** Work required **
Tally the lines of the listing below that contain the string "grass" with matching case, and reply with the number alone.

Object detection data
((

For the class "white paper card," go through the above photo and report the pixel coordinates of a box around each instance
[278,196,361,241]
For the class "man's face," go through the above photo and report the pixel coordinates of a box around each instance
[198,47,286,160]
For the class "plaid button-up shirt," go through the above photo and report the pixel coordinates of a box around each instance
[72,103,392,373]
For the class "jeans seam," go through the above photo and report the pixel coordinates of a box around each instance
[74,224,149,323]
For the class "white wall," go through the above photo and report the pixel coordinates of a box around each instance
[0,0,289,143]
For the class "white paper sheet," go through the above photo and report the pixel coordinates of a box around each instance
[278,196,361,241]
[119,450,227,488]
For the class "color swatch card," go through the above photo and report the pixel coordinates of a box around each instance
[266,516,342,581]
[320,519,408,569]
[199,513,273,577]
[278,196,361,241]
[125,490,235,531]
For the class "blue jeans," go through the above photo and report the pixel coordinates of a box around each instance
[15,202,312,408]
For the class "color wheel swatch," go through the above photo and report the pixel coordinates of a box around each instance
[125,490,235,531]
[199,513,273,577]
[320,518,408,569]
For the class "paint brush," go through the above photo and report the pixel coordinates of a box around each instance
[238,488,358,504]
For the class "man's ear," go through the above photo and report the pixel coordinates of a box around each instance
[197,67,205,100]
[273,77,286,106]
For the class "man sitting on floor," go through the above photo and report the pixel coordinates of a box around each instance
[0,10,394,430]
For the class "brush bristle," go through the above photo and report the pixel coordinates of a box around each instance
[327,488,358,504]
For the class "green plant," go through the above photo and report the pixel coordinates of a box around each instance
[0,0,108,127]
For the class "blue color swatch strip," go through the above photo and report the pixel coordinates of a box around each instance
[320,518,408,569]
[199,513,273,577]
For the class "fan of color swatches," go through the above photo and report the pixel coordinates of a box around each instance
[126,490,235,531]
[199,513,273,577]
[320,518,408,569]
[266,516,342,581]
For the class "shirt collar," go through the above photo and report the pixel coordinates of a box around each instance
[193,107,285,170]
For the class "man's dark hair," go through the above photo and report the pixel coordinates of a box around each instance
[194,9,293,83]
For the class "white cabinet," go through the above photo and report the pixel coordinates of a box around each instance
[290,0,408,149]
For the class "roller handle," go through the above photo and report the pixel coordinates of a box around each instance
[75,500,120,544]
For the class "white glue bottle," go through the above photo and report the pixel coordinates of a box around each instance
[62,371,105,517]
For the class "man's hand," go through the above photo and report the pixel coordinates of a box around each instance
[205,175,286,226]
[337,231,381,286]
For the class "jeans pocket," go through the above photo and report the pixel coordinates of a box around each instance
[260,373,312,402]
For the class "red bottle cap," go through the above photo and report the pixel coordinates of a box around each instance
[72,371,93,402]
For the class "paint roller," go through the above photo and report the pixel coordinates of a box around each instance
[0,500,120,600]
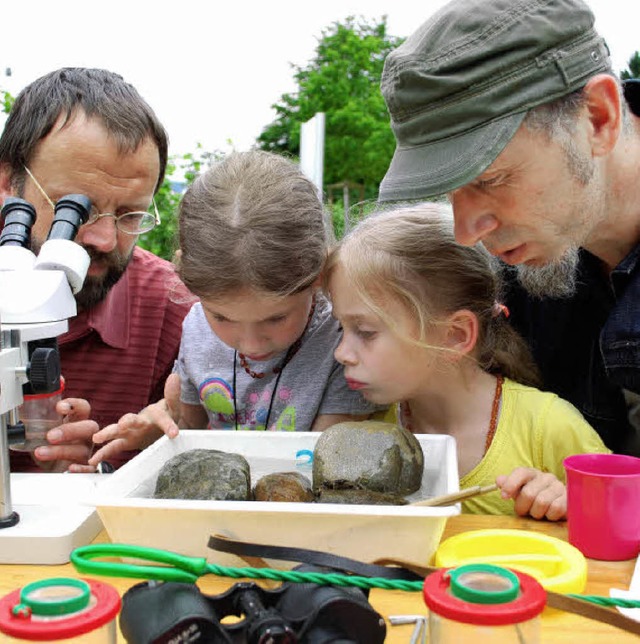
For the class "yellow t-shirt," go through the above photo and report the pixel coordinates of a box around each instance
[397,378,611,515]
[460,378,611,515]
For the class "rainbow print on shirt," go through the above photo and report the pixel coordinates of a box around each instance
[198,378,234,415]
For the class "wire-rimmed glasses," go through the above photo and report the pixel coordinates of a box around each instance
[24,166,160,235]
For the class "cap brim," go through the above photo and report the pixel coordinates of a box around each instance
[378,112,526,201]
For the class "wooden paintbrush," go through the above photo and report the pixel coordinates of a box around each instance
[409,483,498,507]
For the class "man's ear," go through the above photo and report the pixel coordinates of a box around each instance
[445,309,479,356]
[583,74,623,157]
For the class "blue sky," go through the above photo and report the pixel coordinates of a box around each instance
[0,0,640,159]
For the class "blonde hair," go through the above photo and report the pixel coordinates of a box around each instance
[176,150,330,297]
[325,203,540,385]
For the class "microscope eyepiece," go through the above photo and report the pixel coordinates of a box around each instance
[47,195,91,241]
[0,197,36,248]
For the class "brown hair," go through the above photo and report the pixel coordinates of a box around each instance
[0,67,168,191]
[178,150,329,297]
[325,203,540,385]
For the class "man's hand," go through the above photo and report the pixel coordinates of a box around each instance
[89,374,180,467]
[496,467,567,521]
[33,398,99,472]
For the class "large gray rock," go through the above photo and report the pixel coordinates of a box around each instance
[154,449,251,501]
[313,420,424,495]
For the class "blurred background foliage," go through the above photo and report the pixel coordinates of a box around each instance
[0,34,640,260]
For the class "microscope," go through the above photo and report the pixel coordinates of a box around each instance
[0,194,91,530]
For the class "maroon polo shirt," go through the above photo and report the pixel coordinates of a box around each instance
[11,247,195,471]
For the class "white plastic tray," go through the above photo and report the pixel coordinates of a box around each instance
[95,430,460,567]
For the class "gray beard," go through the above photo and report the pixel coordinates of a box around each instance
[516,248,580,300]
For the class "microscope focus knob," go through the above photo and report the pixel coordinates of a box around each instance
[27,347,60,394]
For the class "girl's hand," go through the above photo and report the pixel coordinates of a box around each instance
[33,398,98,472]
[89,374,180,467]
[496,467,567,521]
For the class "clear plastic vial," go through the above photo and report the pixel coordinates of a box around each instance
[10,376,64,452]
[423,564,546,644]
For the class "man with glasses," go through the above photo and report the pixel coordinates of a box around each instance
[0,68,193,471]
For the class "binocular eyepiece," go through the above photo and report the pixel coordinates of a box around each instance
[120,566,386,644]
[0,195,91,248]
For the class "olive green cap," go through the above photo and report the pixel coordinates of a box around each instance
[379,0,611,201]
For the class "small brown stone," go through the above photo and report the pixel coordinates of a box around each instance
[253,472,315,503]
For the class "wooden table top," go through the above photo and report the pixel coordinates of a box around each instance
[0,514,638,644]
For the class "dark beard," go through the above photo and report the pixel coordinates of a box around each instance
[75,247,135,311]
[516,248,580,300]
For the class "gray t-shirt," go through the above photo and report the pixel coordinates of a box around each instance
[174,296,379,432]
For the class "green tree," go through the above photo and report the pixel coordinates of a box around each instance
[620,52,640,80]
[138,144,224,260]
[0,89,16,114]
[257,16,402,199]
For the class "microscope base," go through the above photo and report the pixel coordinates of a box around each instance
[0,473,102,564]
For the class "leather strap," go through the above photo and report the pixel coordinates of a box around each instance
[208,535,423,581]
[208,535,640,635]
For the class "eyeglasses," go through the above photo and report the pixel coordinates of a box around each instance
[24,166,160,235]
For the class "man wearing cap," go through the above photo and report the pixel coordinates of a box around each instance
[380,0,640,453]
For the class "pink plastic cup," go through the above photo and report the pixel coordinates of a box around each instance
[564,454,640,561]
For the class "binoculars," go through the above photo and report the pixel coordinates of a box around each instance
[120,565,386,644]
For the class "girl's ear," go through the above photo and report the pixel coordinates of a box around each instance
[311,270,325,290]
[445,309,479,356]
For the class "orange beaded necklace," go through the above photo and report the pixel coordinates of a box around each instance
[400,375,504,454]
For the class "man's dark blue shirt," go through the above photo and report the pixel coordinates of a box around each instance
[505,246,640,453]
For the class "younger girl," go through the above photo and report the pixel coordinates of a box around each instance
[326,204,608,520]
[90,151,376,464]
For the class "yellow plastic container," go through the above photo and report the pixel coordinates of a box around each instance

))
((

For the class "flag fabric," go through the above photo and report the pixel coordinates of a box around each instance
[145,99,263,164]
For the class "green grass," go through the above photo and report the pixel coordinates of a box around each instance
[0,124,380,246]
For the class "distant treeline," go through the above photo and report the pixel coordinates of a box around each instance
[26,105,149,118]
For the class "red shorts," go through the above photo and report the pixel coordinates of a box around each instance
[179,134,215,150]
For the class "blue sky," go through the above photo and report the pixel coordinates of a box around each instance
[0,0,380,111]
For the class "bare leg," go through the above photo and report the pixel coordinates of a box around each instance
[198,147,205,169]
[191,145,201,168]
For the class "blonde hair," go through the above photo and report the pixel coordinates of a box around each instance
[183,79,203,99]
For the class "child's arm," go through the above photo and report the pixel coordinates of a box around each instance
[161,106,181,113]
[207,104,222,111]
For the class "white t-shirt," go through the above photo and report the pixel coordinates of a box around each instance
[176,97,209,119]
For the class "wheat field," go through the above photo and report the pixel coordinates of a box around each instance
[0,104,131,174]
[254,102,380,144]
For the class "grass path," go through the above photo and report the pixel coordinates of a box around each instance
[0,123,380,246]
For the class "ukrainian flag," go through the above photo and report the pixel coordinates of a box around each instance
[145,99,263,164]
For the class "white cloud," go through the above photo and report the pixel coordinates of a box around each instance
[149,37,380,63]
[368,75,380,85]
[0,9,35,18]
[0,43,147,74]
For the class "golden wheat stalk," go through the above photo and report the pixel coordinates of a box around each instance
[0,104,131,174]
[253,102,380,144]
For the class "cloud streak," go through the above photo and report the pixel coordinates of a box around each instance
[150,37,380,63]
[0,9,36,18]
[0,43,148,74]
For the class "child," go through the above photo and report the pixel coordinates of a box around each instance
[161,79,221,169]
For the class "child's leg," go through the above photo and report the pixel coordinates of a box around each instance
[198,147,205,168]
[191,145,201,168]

))
((

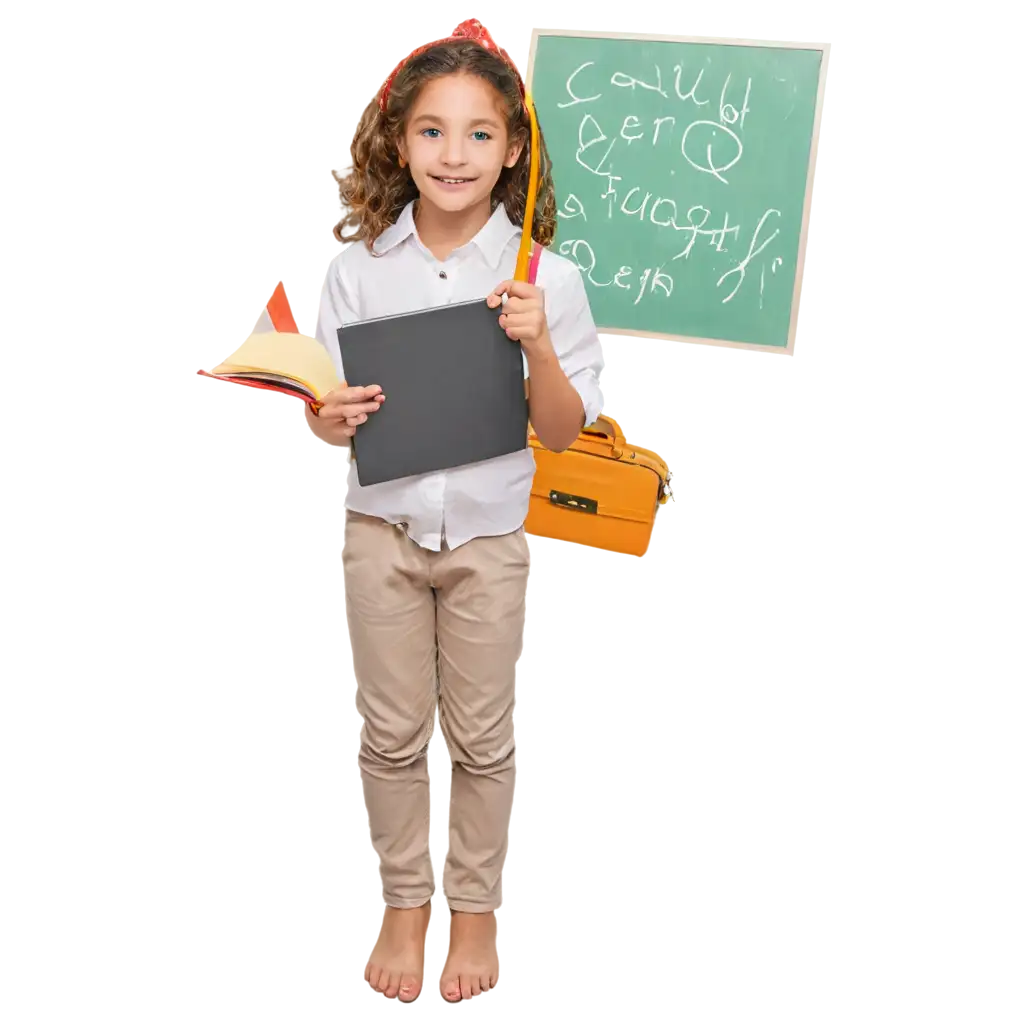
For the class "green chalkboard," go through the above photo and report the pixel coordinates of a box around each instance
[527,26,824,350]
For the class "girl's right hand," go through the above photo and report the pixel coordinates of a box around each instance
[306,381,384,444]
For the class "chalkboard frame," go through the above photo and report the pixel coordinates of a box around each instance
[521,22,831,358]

))

** Final result **
2